L'exercice:
Indiquez combien de lignes du matériel ci-dessous contiennent la chaîne "bengali", en tenant compte de la casse. Donnez uniquement ce nombre.

Données fournies:
╭──
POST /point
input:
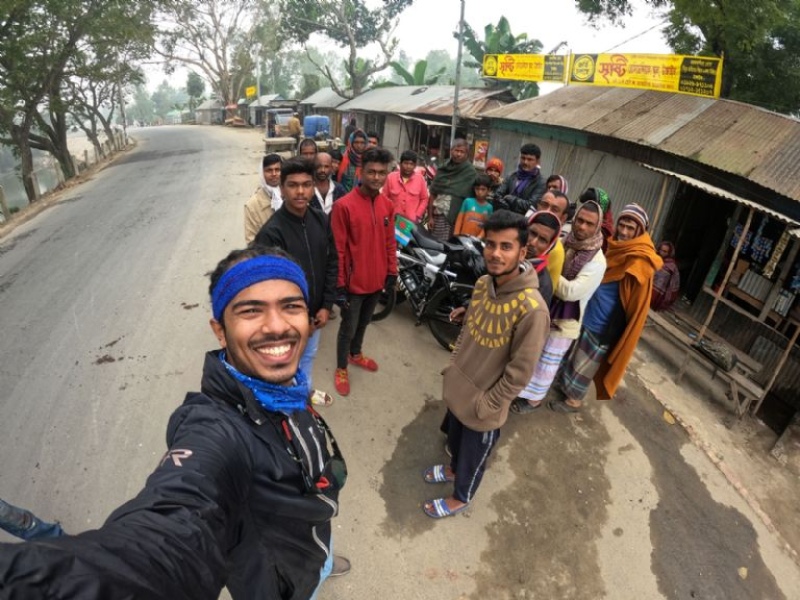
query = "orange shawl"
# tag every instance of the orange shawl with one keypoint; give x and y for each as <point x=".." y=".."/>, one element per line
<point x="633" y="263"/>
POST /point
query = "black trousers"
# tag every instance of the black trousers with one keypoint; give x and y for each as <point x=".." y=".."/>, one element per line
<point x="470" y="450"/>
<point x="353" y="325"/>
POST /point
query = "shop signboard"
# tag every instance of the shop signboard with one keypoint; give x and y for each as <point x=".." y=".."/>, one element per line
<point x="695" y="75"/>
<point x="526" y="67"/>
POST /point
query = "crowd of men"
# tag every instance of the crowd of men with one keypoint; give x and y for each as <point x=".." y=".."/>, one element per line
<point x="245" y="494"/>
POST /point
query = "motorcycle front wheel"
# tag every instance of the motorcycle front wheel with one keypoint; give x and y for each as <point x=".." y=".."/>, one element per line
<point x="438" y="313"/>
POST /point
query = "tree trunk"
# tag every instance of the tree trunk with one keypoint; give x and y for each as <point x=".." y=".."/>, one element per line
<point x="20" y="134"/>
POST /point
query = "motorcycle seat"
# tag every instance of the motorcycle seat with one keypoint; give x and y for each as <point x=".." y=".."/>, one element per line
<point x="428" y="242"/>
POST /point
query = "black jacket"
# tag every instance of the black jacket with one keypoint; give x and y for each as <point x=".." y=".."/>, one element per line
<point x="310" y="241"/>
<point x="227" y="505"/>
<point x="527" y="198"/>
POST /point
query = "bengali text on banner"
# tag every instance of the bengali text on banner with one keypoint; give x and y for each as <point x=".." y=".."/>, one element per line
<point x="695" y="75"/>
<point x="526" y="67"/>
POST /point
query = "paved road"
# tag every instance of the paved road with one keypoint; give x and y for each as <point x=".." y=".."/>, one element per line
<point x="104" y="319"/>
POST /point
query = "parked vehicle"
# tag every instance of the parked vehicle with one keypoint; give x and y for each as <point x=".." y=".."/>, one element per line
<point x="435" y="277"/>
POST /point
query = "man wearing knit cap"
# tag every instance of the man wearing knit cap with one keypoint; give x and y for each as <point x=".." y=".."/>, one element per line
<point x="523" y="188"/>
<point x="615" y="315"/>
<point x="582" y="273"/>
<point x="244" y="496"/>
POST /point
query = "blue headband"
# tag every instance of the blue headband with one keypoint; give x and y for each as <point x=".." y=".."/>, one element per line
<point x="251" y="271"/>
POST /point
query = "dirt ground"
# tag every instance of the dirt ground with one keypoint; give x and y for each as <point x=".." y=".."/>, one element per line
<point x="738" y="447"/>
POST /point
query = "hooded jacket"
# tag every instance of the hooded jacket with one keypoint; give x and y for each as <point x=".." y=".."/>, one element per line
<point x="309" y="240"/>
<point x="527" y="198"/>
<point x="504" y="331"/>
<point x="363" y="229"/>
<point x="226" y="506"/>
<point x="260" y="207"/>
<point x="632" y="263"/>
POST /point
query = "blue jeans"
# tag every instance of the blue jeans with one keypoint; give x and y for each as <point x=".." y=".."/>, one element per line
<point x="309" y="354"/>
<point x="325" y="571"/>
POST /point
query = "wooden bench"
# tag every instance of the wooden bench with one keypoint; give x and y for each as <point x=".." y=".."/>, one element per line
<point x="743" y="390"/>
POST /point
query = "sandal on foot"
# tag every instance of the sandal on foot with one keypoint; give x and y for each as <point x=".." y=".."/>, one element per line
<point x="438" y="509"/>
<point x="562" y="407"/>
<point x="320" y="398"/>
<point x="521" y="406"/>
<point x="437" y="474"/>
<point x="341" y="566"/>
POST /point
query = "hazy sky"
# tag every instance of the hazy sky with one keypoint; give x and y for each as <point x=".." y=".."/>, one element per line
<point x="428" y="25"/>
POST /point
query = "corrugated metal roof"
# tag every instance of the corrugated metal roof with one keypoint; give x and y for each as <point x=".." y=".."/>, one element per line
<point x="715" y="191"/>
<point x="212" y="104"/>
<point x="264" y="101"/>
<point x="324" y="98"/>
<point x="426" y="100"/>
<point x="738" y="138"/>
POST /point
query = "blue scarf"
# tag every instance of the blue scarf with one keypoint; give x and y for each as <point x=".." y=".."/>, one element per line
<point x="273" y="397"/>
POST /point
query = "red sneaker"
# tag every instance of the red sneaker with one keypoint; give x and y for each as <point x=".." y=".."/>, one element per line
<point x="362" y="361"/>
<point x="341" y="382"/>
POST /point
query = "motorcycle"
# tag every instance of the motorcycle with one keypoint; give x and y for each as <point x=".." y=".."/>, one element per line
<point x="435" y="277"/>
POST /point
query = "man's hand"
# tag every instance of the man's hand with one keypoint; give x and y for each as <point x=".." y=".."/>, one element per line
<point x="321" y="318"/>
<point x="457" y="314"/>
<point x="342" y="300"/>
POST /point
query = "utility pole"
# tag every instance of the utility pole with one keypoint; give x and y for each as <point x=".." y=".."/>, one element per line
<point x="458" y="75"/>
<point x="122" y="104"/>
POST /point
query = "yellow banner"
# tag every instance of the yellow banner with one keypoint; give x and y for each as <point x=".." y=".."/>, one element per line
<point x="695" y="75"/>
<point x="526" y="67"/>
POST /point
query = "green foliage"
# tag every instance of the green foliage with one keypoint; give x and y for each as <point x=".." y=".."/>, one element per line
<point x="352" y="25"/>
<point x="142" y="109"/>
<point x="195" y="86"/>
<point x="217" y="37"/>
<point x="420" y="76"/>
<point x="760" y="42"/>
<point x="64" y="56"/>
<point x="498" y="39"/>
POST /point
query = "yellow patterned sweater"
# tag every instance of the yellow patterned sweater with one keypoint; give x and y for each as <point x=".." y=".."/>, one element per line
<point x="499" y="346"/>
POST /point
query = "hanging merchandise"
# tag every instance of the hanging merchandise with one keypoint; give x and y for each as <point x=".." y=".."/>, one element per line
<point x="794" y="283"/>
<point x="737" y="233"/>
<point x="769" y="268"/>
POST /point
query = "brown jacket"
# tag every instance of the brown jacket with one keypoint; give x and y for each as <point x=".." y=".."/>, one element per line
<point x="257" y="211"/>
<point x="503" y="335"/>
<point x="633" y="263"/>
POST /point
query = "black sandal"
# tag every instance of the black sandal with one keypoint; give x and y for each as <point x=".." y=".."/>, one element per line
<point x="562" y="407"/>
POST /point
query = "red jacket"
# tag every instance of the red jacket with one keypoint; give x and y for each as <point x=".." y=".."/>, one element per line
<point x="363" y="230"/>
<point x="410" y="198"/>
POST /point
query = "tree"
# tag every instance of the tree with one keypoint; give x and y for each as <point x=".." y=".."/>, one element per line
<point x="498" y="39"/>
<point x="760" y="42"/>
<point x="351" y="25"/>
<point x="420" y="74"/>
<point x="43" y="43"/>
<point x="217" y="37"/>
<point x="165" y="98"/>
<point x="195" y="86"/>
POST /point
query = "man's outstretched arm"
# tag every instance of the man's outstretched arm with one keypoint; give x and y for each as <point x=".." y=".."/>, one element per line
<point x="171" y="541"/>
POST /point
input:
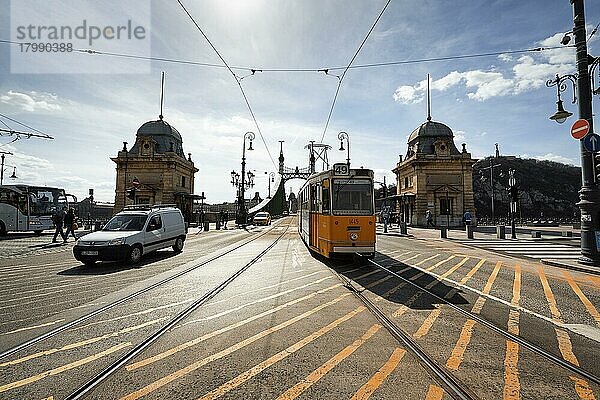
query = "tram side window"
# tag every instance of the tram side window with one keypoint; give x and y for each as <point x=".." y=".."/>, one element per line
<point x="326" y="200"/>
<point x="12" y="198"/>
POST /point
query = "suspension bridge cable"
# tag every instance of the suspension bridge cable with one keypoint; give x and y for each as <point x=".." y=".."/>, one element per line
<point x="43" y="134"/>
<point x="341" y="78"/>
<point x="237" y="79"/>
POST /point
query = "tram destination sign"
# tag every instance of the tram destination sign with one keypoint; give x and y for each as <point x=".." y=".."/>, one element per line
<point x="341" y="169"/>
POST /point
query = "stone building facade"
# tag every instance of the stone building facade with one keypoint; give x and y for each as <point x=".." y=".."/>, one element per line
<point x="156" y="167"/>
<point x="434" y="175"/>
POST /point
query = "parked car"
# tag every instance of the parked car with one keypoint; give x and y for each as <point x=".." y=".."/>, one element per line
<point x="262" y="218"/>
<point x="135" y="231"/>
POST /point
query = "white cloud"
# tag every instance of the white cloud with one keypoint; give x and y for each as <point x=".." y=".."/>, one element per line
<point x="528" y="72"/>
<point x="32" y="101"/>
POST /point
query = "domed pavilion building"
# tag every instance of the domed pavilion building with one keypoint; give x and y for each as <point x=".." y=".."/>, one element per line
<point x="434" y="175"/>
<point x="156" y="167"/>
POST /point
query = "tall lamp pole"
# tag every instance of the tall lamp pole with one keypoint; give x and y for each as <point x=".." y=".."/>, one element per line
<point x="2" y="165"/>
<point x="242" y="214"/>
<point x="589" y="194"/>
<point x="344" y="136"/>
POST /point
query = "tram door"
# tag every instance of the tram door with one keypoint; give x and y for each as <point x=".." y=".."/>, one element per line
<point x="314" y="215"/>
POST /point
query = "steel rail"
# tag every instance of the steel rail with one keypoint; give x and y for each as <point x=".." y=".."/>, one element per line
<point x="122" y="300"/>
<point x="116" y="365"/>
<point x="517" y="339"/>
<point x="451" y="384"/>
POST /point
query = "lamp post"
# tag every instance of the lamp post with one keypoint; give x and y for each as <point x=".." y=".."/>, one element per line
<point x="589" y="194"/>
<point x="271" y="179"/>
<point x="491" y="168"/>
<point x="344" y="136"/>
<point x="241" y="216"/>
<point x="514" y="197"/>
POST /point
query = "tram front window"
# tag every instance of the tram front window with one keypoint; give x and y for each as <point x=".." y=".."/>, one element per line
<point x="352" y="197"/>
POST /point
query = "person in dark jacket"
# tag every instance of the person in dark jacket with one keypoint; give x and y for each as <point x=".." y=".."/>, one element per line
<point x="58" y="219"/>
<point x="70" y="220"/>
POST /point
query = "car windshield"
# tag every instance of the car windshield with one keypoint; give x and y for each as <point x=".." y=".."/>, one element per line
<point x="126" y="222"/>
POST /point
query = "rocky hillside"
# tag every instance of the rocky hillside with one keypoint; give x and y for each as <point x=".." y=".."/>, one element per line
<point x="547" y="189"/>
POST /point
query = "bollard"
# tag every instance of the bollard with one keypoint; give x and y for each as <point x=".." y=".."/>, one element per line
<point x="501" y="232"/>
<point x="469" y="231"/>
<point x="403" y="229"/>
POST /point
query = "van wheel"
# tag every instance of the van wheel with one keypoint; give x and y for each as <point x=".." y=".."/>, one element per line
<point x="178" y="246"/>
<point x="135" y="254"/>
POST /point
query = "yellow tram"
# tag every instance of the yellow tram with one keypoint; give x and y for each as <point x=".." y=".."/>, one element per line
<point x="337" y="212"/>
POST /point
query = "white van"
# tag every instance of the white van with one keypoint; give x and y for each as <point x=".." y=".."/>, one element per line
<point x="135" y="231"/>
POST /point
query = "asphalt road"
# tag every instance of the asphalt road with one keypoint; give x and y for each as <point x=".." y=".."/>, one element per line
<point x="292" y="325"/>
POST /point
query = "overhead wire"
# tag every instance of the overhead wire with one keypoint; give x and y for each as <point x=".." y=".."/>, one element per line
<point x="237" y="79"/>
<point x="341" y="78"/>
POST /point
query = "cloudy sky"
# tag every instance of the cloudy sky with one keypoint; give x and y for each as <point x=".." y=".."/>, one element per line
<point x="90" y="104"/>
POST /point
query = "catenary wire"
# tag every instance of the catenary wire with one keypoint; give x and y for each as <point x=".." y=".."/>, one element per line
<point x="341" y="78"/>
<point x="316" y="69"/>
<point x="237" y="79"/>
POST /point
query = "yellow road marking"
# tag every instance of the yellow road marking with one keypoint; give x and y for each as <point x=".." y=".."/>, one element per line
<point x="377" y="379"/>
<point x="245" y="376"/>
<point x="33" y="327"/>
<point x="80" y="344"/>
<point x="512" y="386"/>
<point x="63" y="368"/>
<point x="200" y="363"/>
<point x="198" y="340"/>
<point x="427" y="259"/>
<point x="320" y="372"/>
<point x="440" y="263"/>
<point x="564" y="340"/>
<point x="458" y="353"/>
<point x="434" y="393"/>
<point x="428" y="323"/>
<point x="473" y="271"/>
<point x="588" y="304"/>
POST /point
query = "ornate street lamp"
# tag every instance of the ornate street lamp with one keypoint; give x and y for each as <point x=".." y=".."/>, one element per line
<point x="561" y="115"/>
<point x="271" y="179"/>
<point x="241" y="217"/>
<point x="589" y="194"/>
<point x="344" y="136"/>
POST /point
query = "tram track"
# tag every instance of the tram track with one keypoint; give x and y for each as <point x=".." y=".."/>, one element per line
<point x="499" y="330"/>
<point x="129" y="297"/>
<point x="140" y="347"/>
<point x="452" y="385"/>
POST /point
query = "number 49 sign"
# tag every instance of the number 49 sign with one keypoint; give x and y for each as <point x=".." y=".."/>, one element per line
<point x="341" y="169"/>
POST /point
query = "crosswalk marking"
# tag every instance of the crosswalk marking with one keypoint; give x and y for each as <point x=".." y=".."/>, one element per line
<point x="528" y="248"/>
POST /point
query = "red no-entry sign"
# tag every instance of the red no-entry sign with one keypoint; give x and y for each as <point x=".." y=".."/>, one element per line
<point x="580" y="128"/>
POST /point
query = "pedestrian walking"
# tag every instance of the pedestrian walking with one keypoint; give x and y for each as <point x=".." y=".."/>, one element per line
╰──
Réponse au problème:
2